The task: The expected answer is the data below, retyped exactly.

Task data:
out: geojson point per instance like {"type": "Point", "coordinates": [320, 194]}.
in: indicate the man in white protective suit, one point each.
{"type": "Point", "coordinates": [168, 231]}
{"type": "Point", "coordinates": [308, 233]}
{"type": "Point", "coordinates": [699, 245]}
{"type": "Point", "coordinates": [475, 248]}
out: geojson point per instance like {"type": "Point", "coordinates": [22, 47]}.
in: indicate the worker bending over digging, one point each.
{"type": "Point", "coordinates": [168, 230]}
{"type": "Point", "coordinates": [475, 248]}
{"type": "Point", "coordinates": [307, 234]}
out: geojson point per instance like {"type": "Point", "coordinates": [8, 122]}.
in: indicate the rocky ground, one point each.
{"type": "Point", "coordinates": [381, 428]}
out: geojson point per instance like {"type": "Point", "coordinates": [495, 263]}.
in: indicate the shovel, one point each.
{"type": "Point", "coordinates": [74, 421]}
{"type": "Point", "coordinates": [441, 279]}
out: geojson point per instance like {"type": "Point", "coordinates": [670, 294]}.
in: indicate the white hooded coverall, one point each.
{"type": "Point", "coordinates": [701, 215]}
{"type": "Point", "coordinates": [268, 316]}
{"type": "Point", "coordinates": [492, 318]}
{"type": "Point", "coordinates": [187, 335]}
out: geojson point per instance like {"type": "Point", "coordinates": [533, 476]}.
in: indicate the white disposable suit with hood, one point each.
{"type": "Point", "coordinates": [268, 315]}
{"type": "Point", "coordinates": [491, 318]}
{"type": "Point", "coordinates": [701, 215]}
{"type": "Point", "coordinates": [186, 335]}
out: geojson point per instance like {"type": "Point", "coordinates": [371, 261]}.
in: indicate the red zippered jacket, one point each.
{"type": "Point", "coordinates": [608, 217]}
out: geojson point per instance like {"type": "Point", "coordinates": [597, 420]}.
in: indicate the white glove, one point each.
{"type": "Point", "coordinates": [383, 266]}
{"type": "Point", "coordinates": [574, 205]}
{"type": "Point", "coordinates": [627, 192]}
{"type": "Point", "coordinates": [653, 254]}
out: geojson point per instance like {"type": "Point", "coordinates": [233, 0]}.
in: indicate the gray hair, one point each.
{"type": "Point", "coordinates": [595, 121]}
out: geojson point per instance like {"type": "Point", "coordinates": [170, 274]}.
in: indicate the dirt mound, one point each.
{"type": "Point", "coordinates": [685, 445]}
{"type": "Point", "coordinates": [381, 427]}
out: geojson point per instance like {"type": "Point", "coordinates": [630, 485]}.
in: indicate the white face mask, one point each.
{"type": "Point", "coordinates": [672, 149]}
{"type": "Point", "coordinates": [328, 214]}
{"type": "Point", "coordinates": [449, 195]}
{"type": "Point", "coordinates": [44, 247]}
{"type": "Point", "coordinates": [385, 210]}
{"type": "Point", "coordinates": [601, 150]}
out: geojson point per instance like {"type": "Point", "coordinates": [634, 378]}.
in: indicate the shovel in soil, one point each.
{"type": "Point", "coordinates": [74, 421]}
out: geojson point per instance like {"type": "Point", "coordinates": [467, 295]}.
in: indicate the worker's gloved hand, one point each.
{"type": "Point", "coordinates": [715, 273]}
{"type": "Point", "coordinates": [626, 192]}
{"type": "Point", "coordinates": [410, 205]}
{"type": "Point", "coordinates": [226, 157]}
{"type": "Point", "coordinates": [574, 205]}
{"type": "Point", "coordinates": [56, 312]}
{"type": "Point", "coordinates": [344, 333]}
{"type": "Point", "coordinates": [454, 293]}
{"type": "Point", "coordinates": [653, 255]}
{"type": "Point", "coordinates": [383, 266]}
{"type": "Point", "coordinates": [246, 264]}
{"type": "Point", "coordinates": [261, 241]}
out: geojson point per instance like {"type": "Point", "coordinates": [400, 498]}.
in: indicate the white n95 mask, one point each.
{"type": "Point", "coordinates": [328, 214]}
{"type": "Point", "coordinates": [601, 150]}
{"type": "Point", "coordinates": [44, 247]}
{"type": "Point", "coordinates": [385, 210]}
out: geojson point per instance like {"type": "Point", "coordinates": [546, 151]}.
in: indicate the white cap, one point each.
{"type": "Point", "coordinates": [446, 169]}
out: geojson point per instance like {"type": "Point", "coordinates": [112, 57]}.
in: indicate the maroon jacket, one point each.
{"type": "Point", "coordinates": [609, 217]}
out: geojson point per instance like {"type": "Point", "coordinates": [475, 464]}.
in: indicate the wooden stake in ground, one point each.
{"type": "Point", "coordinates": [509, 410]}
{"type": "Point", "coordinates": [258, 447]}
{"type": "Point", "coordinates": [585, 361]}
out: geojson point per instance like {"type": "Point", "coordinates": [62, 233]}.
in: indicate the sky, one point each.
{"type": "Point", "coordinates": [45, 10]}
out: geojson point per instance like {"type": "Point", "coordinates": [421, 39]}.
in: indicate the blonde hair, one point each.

Output of the task:
out: geojson point per instance like {"type": "Point", "coordinates": [320, 194]}.
in: indicate the man in white protective suit, one point each.
{"type": "Point", "coordinates": [168, 231]}
{"type": "Point", "coordinates": [308, 233]}
{"type": "Point", "coordinates": [699, 245]}
{"type": "Point", "coordinates": [475, 248]}
out: geojson point per instance like {"type": "Point", "coordinates": [22, 47]}.
in: indicate the worker bending over digging, one point each.
{"type": "Point", "coordinates": [168, 230]}
{"type": "Point", "coordinates": [475, 248]}
{"type": "Point", "coordinates": [307, 234]}
out: geojson point per instance like {"type": "Point", "coordinates": [8, 122]}.
in: indicate the rocky ground, one point each.
{"type": "Point", "coordinates": [381, 428]}
out: geojson point per instance like {"type": "Point", "coordinates": [495, 263]}.
in: indicate the shovel, one point each.
{"type": "Point", "coordinates": [74, 421]}
{"type": "Point", "coordinates": [441, 279]}
out: geojson point per instance like {"type": "Point", "coordinates": [670, 294]}.
in: indicate the white hooded coverall, one point each.
{"type": "Point", "coordinates": [701, 215]}
{"type": "Point", "coordinates": [268, 316]}
{"type": "Point", "coordinates": [492, 318]}
{"type": "Point", "coordinates": [187, 335]}
out: geojson point per instance like {"type": "Point", "coordinates": [533, 476]}.
in: indicate the white disposable suit with hood, one point each.
{"type": "Point", "coordinates": [268, 315]}
{"type": "Point", "coordinates": [491, 318]}
{"type": "Point", "coordinates": [701, 215]}
{"type": "Point", "coordinates": [186, 335]}
out: geojson point per instance like {"type": "Point", "coordinates": [371, 261]}.
in: indicate the red zippered jacket, one point each.
{"type": "Point", "coordinates": [608, 217]}
out: geojson point per instance like {"type": "Point", "coordinates": [597, 420]}.
in: indicate the white glove, one point each.
{"type": "Point", "coordinates": [383, 266]}
{"type": "Point", "coordinates": [574, 205]}
{"type": "Point", "coordinates": [627, 192]}
{"type": "Point", "coordinates": [653, 254]}
out: geojson point per instance like {"type": "Point", "coordinates": [233, 0]}.
in: indicate the gray hair, one point each.
{"type": "Point", "coordinates": [595, 121]}
out: geojson point per instance like {"type": "Point", "coordinates": [170, 274]}.
in: indicate the dirt mound, one point each.
{"type": "Point", "coordinates": [685, 445]}
{"type": "Point", "coordinates": [381, 427]}
out: geojson point per instance like {"type": "Point", "coordinates": [630, 485]}.
in: indicate the white face mask, one point each.
{"type": "Point", "coordinates": [672, 149]}
{"type": "Point", "coordinates": [328, 214]}
{"type": "Point", "coordinates": [449, 195]}
{"type": "Point", "coordinates": [44, 247]}
{"type": "Point", "coordinates": [385, 210]}
{"type": "Point", "coordinates": [601, 150]}
out: geojson point per instance like {"type": "Point", "coordinates": [634, 378]}.
in: indicate the shovel in soil, one point each.
{"type": "Point", "coordinates": [74, 421]}
out: geojson point per instance like {"type": "Point", "coordinates": [467, 295]}.
in: indicate the worker's gloved hand, one point each.
{"type": "Point", "coordinates": [715, 273]}
{"type": "Point", "coordinates": [626, 192]}
{"type": "Point", "coordinates": [410, 205]}
{"type": "Point", "coordinates": [226, 157]}
{"type": "Point", "coordinates": [574, 205]}
{"type": "Point", "coordinates": [56, 312]}
{"type": "Point", "coordinates": [344, 333]}
{"type": "Point", "coordinates": [454, 293]}
{"type": "Point", "coordinates": [653, 255]}
{"type": "Point", "coordinates": [383, 266]}
{"type": "Point", "coordinates": [246, 264]}
{"type": "Point", "coordinates": [261, 241]}
out: geojson point per instance like {"type": "Point", "coordinates": [400, 498]}.
in: indicate the white n95 mask, one point each.
{"type": "Point", "coordinates": [328, 214]}
{"type": "Point", "coordinates": [601, 150]}
{"type": "Point", "coordinates": [44, 247]}
{"type": "Point", "coordinates": [385, 210]}
out: geojson point per instance like {"type": "Point", "coordinates": [546, 151]}.
in: indicate the white cap, one point each.
{"type": "Point", "coordinates": [446, 169]}
out: geojson point per instance like {"type": "Point", "coordinates": [112, 57]}.
in: indicate the maroon jacket, one point each.
{"type": "Point", "coordinates": [609, 217]}
out: geojson point per instance like {"type": "Point", "coordinates": [475, 464]}.
in: indicate the wooden stake in ground, one point each.
{"type": "Point", "coordinates": [509, 410]}
{"type": "Point", "coordinates": [258, 447]}
{"type": "Point", "coordinates": [585, 361]}
out: geojson point per instance like {"type": "Point", "coordinates": [62, 233]}.
in: indicate the sky, one point each.
{"type": "Point", "coordinates": [45, 10]}
out: geojson point per instance like {"type": "Point", "coordinates": [421, 39]}.
in: indicate the blonde hair, one point each.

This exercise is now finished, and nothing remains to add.